● **Things to do**:
[a] Please set down the University of Maine article word for word, from the part that opens with the words containing "This year we" through the part that closes with "the following day.".
[b] Answer these questions from the University of Maine article:
(i) On what date did the Maine Legislature pass the bill creating the University of Maine?
(ii) Which fund does Gov. Paul LePage's new budget single out for increased support?
(iii) About how much in federal funds is distributed annually?

● **Extract**:

##############################

13723307014_0ae1e4ec66_oSM

A Republican and Democrat agree: Strong UMaine strengthens state’s future

By Richard A. Bennett and Mary Cathcart

This year we celebrate the University of Maine’s 150th birthday. At the end of the Civil War, our state, like many others, received support from the federal government to establish a public university dedicated to the ideal that all qualified young people should have affordable access to a high-quality college education.

This development was remarkable in two ways. This marked the first time here or in Europe that higher education was opened to smart young people with limited means. Previously, most university students came from privileged families. Second, President Abraham Lincoln and Congress passed the enabling legislation during the Civil War, when even they could not be sure that the Union would endure. The Maine Legislature then passed the bill creating the University of Maine on Feb. 24, 1865, and Gov. Samuel Cony signed the bill the following day.

We are pleased that Gov. Paul LePage, in his new budget, has included increased support for the University of Maine System, and in particular for the Maine Economic Improvement Fund, which was formed to increase the ability of University of Maine researchers to compete for external grants and contracts. Strong regional economies across the country almost always have powerful research universities as the driver for innovation and job creation. Many other states have long invested in their universities so that their researchers are able to compete for nearly $30 billion in federal funds that are distributed annually, mostly through a tough, competitive, national process. Most states made those key investments in the years just after World War II. Maine was one of the last states to invest in its research infrastructure, beginning less than 20 years ago.

##############################

● **Data to examine**:
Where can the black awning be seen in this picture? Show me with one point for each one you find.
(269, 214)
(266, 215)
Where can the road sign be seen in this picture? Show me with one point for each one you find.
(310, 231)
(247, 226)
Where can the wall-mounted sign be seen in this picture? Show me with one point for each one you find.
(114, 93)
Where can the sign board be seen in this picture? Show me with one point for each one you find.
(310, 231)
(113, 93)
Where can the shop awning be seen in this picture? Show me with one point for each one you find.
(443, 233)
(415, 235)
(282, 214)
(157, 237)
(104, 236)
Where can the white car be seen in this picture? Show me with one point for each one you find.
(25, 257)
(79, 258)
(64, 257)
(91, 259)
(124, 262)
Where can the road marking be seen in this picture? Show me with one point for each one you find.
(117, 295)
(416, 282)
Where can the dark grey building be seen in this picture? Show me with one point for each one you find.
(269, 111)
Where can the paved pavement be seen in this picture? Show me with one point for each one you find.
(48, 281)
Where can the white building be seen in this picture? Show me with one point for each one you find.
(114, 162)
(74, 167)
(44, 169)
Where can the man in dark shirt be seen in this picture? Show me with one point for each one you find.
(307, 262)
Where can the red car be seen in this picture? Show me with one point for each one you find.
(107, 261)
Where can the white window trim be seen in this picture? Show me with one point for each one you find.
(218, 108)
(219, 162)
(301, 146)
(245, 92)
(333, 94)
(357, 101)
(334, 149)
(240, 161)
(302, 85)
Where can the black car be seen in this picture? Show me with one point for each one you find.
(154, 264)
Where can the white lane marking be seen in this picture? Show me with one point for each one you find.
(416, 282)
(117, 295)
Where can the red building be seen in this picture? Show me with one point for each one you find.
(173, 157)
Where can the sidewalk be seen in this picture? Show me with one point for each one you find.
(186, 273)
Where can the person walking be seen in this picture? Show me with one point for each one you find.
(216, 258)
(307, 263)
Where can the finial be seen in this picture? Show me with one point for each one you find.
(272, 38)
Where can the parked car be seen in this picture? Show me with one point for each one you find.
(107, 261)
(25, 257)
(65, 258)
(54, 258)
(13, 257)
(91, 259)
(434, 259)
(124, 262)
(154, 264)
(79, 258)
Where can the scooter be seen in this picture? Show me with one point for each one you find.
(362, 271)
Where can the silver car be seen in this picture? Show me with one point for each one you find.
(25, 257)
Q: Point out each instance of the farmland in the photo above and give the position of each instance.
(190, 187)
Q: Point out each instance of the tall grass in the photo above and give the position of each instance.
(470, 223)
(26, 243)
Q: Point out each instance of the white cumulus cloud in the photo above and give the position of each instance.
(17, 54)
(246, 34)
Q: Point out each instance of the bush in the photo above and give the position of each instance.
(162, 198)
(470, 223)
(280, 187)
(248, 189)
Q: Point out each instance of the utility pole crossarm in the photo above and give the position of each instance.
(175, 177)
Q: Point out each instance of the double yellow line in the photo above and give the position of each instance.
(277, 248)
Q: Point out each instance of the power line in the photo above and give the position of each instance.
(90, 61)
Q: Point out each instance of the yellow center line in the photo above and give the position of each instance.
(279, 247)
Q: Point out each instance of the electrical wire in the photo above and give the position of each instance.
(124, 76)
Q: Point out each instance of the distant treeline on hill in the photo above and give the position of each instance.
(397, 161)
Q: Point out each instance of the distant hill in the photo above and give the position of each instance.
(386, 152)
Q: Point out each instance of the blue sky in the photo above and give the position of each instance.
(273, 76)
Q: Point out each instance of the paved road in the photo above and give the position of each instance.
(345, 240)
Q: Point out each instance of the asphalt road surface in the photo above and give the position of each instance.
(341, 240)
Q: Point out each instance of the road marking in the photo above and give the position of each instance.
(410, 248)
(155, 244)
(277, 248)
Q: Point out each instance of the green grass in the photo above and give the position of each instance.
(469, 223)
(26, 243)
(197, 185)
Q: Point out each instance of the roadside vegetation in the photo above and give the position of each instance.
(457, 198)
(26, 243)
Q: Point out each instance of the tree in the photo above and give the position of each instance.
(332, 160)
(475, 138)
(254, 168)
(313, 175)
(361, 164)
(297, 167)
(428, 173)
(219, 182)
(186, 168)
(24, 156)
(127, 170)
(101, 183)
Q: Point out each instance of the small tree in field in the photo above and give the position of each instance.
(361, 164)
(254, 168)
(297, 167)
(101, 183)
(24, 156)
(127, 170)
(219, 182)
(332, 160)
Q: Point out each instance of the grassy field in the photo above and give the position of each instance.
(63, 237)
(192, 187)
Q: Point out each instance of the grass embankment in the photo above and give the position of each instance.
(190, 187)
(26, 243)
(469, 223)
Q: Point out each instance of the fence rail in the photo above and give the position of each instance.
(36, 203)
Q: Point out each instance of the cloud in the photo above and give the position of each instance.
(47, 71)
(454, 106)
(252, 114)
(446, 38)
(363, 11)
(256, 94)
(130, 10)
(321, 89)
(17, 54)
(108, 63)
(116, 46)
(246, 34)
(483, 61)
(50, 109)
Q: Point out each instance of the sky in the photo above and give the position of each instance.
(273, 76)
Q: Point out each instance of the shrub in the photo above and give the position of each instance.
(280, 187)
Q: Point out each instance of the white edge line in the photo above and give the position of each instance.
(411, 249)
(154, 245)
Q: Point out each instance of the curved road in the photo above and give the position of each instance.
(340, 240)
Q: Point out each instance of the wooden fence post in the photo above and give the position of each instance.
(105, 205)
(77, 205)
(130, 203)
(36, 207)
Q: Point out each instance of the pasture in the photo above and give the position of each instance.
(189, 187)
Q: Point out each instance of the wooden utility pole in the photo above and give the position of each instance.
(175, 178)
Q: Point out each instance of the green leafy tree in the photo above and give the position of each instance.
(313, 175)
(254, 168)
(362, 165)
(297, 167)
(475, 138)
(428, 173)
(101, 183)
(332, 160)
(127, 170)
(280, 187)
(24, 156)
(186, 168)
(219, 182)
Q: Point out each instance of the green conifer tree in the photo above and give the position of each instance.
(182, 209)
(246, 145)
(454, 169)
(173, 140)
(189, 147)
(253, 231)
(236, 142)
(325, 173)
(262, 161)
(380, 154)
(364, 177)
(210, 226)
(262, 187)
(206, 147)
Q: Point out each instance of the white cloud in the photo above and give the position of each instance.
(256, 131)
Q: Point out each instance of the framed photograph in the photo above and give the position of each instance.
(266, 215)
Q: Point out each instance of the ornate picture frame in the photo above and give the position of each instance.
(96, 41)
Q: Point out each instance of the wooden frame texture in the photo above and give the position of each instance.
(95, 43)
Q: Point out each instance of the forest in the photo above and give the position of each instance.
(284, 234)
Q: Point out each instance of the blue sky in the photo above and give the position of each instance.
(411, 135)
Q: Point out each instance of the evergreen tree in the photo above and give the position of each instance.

##############################

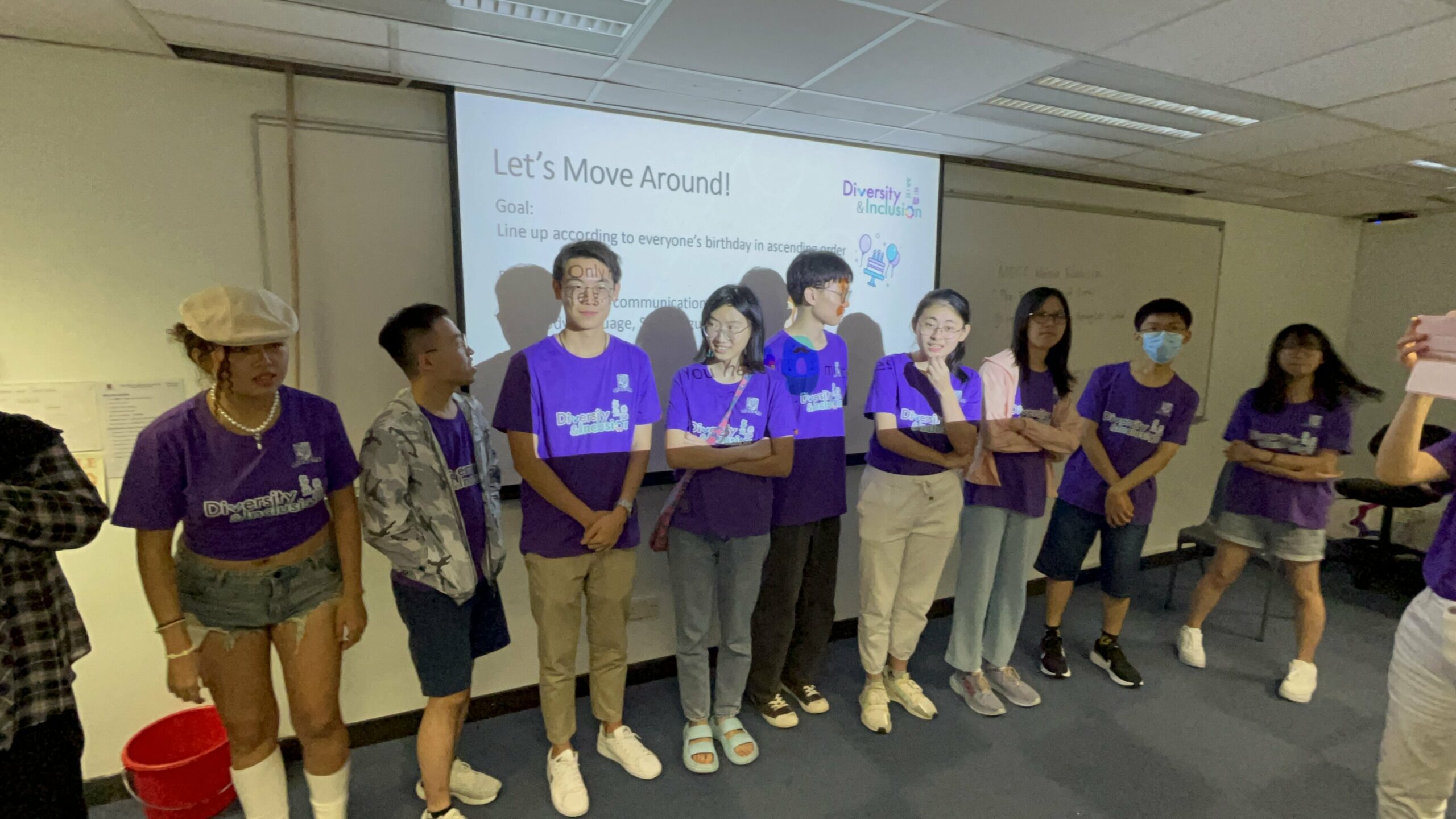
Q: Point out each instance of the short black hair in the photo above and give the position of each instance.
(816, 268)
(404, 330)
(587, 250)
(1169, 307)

##############################

● **Your written answers**:
[a]
This year we celebrate the University of Maine’s 150th birthday. At the end of the Civil War, our state, like many others, received support from the federal government to establish a public university dedicated to the ideal that all qualified young people should have affordable access to a high-quality college education.

This development was remarkable in two ways. This marked the first time here or in Europe that higher education was opened to smart young people with limited means. Previously, most university students came from privileged families. Second, President Abraham Lincoln and Congress passed the enabling legislation during the Civil War, when even they could not be sure that the Union would endure. The Maine Legislature then passed the bill creating the University of Maine on Feb. 24, 1865, and Gov. Samuel Cony signed the bill the following day.

[b]
(i) Feb. 24, 1865
(ii) The Maine Economic Improvement Fund
(iii) Nearly $30 billion